#### ACTION ITEM
Check each line of the data below for the string "cloud", then report how many lines have it and nothing else.

__________________________________________________

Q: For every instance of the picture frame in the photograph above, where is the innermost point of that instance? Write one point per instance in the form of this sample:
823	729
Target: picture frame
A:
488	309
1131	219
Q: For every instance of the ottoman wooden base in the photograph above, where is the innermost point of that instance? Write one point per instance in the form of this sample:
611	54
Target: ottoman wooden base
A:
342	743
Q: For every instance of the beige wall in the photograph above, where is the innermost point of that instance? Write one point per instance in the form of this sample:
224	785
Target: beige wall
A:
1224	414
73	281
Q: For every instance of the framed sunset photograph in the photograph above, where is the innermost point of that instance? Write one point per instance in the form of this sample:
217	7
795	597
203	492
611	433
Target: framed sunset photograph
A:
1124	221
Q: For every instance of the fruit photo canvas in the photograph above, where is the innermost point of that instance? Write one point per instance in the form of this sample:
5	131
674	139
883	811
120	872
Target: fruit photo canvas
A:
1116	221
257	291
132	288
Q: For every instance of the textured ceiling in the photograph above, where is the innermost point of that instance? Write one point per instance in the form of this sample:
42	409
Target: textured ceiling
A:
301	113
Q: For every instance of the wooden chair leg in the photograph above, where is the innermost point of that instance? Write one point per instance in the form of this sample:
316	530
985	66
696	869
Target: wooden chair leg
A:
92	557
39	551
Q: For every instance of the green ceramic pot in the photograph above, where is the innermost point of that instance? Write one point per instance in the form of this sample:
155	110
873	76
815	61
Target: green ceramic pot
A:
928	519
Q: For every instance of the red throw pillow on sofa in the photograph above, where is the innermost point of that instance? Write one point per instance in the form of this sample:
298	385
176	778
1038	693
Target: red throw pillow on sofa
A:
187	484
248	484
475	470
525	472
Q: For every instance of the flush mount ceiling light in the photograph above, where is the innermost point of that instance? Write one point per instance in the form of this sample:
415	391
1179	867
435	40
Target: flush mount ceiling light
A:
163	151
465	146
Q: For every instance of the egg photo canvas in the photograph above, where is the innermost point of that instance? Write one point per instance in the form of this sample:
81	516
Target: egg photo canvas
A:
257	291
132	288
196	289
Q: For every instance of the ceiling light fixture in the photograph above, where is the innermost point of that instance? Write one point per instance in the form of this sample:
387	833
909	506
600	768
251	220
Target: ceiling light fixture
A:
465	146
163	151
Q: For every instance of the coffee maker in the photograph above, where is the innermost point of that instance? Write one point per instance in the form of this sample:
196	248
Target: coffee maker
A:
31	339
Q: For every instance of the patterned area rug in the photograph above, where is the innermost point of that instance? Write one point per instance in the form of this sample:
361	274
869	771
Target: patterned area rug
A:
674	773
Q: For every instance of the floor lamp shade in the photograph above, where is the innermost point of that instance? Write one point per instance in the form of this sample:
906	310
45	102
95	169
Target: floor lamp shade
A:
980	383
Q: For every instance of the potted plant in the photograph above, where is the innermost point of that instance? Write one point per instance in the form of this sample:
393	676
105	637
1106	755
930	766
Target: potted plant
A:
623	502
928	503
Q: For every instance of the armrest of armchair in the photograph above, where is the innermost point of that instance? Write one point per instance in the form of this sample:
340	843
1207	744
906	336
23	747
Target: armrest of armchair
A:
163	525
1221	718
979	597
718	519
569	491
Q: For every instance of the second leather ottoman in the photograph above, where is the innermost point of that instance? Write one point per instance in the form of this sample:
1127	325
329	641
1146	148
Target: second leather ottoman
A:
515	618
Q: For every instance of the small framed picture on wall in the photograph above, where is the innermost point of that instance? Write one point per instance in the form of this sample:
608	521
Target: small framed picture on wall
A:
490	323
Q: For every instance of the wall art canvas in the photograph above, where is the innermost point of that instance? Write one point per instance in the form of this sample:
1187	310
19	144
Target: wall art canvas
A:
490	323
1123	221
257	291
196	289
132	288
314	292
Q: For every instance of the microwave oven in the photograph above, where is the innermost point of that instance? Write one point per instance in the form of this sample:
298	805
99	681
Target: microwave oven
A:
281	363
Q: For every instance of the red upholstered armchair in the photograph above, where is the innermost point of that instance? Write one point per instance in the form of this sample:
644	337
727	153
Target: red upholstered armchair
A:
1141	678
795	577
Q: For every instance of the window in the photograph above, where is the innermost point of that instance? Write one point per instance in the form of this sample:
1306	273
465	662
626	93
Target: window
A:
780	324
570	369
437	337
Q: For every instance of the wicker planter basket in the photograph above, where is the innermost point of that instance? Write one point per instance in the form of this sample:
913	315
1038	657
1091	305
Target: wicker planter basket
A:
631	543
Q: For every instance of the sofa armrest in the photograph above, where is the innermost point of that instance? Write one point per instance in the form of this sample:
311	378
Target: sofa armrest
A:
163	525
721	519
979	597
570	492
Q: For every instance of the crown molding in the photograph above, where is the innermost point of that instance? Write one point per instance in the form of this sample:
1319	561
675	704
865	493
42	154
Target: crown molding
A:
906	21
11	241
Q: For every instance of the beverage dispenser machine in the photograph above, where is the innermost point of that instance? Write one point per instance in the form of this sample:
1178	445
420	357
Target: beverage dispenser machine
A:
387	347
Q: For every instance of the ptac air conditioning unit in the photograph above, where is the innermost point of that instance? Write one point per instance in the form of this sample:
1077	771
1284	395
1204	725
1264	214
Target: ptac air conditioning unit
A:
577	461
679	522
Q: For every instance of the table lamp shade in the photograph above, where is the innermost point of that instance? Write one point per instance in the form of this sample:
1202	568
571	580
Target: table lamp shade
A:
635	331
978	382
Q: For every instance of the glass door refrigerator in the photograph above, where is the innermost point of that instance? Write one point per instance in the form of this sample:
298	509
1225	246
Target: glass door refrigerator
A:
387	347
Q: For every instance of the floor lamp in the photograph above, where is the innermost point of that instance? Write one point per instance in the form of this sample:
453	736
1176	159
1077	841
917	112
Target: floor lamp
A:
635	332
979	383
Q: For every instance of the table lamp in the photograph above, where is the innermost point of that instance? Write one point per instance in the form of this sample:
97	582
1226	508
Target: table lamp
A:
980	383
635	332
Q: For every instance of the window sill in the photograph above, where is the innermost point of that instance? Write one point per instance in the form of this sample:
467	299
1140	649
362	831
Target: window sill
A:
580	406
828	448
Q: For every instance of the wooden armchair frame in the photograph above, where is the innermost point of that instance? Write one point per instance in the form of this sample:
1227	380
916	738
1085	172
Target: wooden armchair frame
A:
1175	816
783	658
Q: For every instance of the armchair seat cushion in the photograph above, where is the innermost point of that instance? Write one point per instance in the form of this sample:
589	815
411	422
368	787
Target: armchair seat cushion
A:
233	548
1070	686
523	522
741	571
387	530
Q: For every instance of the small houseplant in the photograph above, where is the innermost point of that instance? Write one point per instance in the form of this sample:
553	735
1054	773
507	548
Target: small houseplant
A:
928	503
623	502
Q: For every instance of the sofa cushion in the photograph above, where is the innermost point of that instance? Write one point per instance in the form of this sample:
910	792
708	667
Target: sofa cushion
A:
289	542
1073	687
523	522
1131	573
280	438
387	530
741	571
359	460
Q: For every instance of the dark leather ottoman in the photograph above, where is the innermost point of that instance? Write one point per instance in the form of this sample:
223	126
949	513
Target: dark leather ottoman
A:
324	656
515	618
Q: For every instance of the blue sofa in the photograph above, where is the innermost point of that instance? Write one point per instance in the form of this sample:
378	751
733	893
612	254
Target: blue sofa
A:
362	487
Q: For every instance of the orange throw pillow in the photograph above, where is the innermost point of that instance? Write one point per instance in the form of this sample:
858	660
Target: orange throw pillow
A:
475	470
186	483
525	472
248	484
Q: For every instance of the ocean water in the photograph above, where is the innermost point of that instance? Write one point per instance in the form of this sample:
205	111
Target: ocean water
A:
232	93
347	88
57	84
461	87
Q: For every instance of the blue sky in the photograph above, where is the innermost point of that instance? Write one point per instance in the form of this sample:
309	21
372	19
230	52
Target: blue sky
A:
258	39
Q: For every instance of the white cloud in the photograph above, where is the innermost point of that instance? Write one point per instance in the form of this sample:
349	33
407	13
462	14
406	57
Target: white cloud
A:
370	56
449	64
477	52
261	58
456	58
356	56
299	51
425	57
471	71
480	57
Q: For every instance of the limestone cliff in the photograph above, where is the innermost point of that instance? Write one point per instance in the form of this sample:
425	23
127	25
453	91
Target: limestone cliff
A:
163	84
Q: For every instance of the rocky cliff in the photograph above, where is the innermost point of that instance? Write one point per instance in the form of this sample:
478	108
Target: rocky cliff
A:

__________________________________________________

#### OUTPUT FOR THIS TASK
2